_What the task requires:_ Can you transcribe the data exactly? Leave the pictures out.

*** Opening of Extracted information ***

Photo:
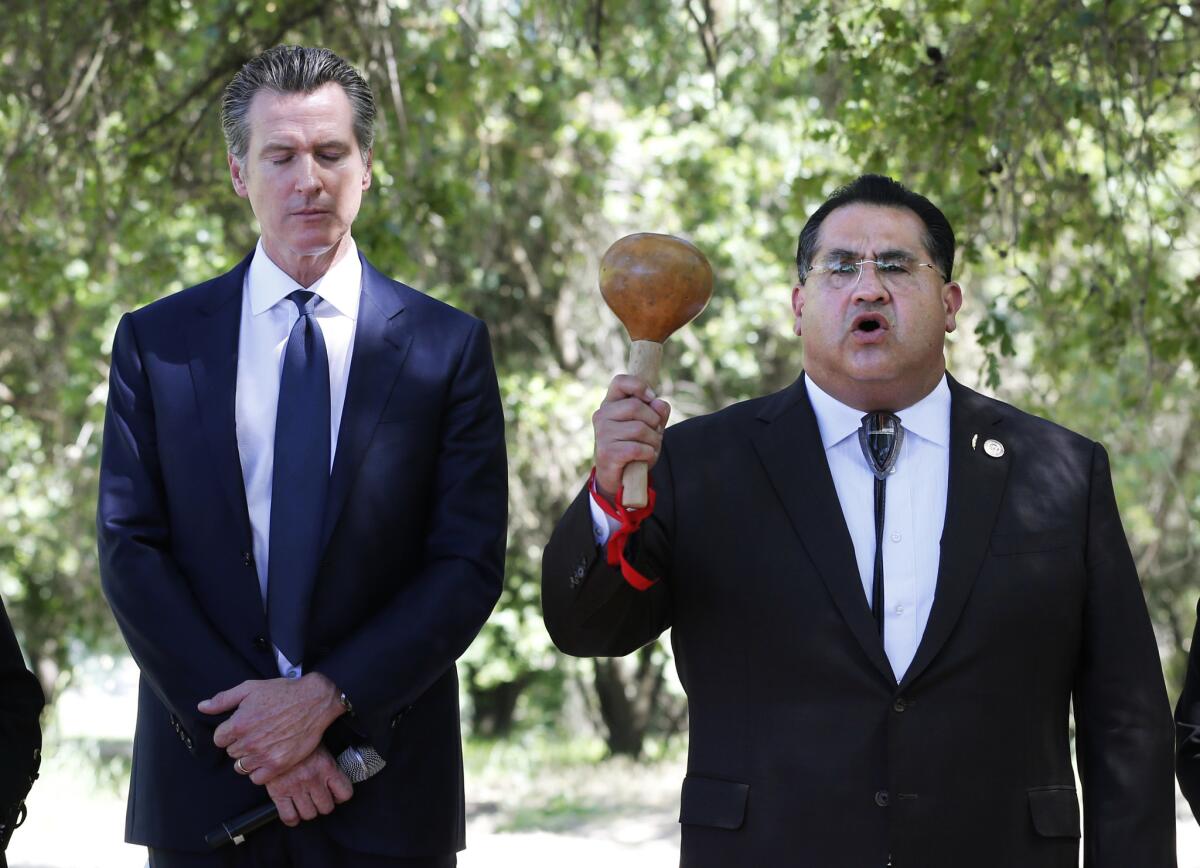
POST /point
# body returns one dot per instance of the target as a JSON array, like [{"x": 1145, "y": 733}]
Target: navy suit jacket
[
  {"x": 1187, "y": 725},
  {"x": 414, "y": 537},
  {"x": 804, "y": 748}
]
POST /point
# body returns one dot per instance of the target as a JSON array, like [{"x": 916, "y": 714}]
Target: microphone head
[{"x": 360, "y": 762}]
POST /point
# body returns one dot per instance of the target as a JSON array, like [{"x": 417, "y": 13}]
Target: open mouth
[{"x": 869, "y": 323}]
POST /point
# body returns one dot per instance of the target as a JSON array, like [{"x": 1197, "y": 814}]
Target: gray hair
[{"x": 294, "y": 70}]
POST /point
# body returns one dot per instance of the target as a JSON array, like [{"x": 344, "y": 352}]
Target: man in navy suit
[
  {"x": 301, "y": 516},
  {"x": 1187, "y": 726}
]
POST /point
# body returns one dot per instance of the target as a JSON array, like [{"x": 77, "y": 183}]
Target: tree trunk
[
  {"x": 493, "y": 707},
  {"x": 628, "y": 695}
]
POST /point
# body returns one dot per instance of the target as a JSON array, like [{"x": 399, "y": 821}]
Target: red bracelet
[{"x": 630, "y": 520}]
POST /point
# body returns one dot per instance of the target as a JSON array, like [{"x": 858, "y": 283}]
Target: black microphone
[{"x": 357, "y": 762}]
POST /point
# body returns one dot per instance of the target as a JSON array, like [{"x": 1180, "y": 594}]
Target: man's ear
[
  {"x": 238, "y": 175},
  {"x": 952, "y": 299},
  {"x": 797, "y": 306}
]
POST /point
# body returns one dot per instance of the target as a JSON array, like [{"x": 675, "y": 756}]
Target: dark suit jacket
[
  {"x": 804, "y": 749},
  {"x": 1187, "y": 726},
  {"x": 412, "y": 566},
  {"x": 21, "y": 730}
]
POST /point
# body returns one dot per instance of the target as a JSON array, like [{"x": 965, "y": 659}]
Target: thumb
[{"x": 226, "y": 700}]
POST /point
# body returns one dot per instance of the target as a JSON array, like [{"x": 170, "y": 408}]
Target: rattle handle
[{"x": 645, "y": 359}]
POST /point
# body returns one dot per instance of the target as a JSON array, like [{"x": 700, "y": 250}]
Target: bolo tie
[{"x": 880, "y": 437}]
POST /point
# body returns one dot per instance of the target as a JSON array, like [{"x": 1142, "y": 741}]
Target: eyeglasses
[{"x": 894, "y": 273}]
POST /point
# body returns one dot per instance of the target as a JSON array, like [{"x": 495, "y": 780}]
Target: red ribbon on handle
[{"x": 630, "y": 520}]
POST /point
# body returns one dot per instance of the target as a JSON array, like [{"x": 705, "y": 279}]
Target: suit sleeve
[
  {"x": 1187, "y": 726},
  {"x": 180, "y": 653},
  {"x": 588, "y": 606},
  {"x": 1125, "y": 737},
  {"x": 412, "y": 641},
  {"x": 21, "y": 708}
]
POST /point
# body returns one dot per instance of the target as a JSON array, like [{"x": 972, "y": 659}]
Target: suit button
[
  {"x": 581, "y": 569},
  {"x": 401, "y": 713}
]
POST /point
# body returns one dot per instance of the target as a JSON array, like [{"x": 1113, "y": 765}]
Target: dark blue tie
[
  {"x": 299, "y": 480},
  {"x": 880, "y": 438}
]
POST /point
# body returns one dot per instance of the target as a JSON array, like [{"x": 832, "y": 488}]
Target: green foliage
[{"x": 519, "y": 139}]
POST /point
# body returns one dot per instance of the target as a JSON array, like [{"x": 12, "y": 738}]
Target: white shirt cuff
[{"x": 603, "y": 525}]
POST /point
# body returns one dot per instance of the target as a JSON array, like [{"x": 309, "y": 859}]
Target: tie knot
[
  {"x": 305, "y": 300},
  {"x": 880, "y": 437}
]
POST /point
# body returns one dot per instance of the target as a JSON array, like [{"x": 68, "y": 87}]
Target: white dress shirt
[
  {"x": 913, "y": 513},
  {"x": 267, "y": 321}
]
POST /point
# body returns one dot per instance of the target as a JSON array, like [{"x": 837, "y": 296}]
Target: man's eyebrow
[
  {"x": 843, "y": 253},
  {"x": 288, "y": 147},
  {"x": 897, "y": 253}
]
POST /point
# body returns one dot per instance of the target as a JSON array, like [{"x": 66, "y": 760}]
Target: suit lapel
[
  {"x": 213, "y": 359},
  {"x": 382, "y": 339},
  {"x": 789, "y": 446},
  {"x": 975, "y": 492}
]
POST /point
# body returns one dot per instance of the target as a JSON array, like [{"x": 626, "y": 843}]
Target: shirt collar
[
  {"x": 929, "y": 418},
  {"x": 340, "y": 286}
]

*** Close of Extracted information ***

_Problem solution:_
Photo:
POST /point
# body returns one dot per instance of the target as a JSON array, like [{"x": 1145, "y": 733}]
Target: navy suit jacket
[
  {"x": 1187, "y": 725},
  {"x": 414, "y": 537},
  {"x": 804, "y": 748}
]
POST /point
# body returns one dot per instance of the target as a JSON array, like [{"x": 916, "y": 714}]
Target: microphone head
[{"x": 360, "y": 762}]
POST /point
# body returns one dot per instance of the target as a JSON array, like [{"x": 417, "y": 13}]
Target: open mouth
[{"x": 869, "y": 323}]
POST /point
# body returns one dot per instance of the target as a JSON array, like [{"x": 1197, "y": 814}]
Target: gray hair
[{"x": 294, "y": 70}]
POST /point
# body returns one dot per instance of the target as a JSON array, like [{"x": 344, "y": 352}]
Target: man in navy suit
[
  {"x": 301, "y": 516},
  {"x": 1187, "y": 726}
]
POST /point
# body returns one dot per instance of the target as a JSON array, like [{"x": 77, "y": 183}]
Target: tree trunk
[
  {"x": 493, "y": 707},
  {"x": 628, "y": 695}
]
POST /point
# body returns one dot per instance of the target as a JSON array, like [{"x": 399, "y": 821}]
Target: red bracelet
[{"x": 630, "y": 520}]
POST /point
# body returns one dot per instance of the target as a JSON array, like [{"x": 858, "y": 283}]
Target: black microphone
[{"x": 357, "y": 762}]
POST /point
# body returns one dot per instance of the target as a JSON array, like [{"x": 1180, "y": 594}]
Target: man's ear
[
  {"x": 238, "y": 175},
  {"x": 952, "y": 299},
  {"x": 797, "y": 306}
]
POST /point
# body returns one dot per instance of the target as a JSON array, like [{"x": 675, "y": 756}]
Target: dark suit jacket
[
  {"x": 804, "y": 749},
  {"x": 1187, "y": 726},
  {"x": 412, "y": 566},
  {"x": 21, "y": 730}
]
POST /point
# body returns one dot per instance of the target as a JSON array, like [{"x": 965, "y": 659}]
Target: thumb
[{"x": 226, "y": 700}]
POST /point
# body returns one dot per instance of the target as a JSON array, like [{"x": 170, "y": 408}]
Target: rattle handle
[{"x": 645, "y": 359}]
POST /point
# body returns one dot per instance of the target as a JSON array, like [{"x": 700, "y": 250}]
Target: bolo tie
[{"x": 880, "y": 437}]
POST /point
# body returns one dot per instance of the target as a JSON array, like [{"x": 1142, "y": 741}]
Target: eyeglasses
[{"x": 894, "y": 273}]
POST /point
# body returns one dot per instance of the target as a JSON array, like [{"x": 495, "y": 780}]
Target: red ribbon on handle
[{"x": 630, "y": 520}]
POST /point
# body returns one dot per instance of the target as a JSON array, like [{"x": 705, "y": 279}]
Target: suit sleeve
[
  {"x": 1187, "y": 726},
  {"x": 180, "y": 653},
  {"x": 588, "y": 606},
  {"x": 1125, "y": 737},
  {"x": 412, "y": 641},
  {"x": 21, "y": 708}
]
POST /point
# body returns one dot per instance of the target as a JSON array, like [{"x": 972, "y": 659}]
Target: suit button
[
  {"x": 581, "y": 569},
  {"x": 401, "y": 713}
]
POST /point
# body returns one dot per instance of the target as a JSON array, like [{"x": 1113, "y": 765}]
Target: dark blue tie
[
  {"x": 299, "y": 480},
  {"x": 880, "y": 438}
]
POST /point
# body returns one dot per instance of the target as a JSON array, like [{"x": 832, "y": 488}]
Target: green foliage
[{"x": 519, "y": 139}]
POST /point
# body returns one dot per instance of the target as a JSON array, like [{"x": 12, "y": 738}]
Target: white shirt cuff
[{"x": 603, "y": 525}]
POST /point
# body returns one dot per instance of the target as a JSON array, like [{"x": 309, "y": 859}]
Target: tie knot
[
  {"x": 305, "y": 300},
  {"x": 880, "y": 437}
]
POST /point
# body returns one dot per instance of the target as a JSON array, like [{"x": 68, "y": 87}]
Target: white dress shirt
[
  {"x": 913, "y": 513},
  {"x": 267, "y": 321}
]
POST /point
# body returns one dot per instance of the target as a JSON array, like [{"x": 837, "y": 296}]
Target: man's eyebrow
[
  {"x": 843, "y": 253},
  {"x": 288, "y": 147},
  {"x": 897, "y": 253}
]
POST /point
# body returns one dot per instance of the target as a JSON array, like [{"x": 66, "y": 760}]
Target: suit lapel
[
  {"x": 213, "y": 359},
  {"x": 382, "y": 339},
  {"x": 789, "y": 446},
  {"x": 975, "y": 492}
]
POST /point
# body returns one dot per instance of the target as a JSON array, like [{"x": 626, "y": 843}]
Target: shirt collar
[
  {"x": 929, "y": 418},
  {"x": 340, "y": 286}
]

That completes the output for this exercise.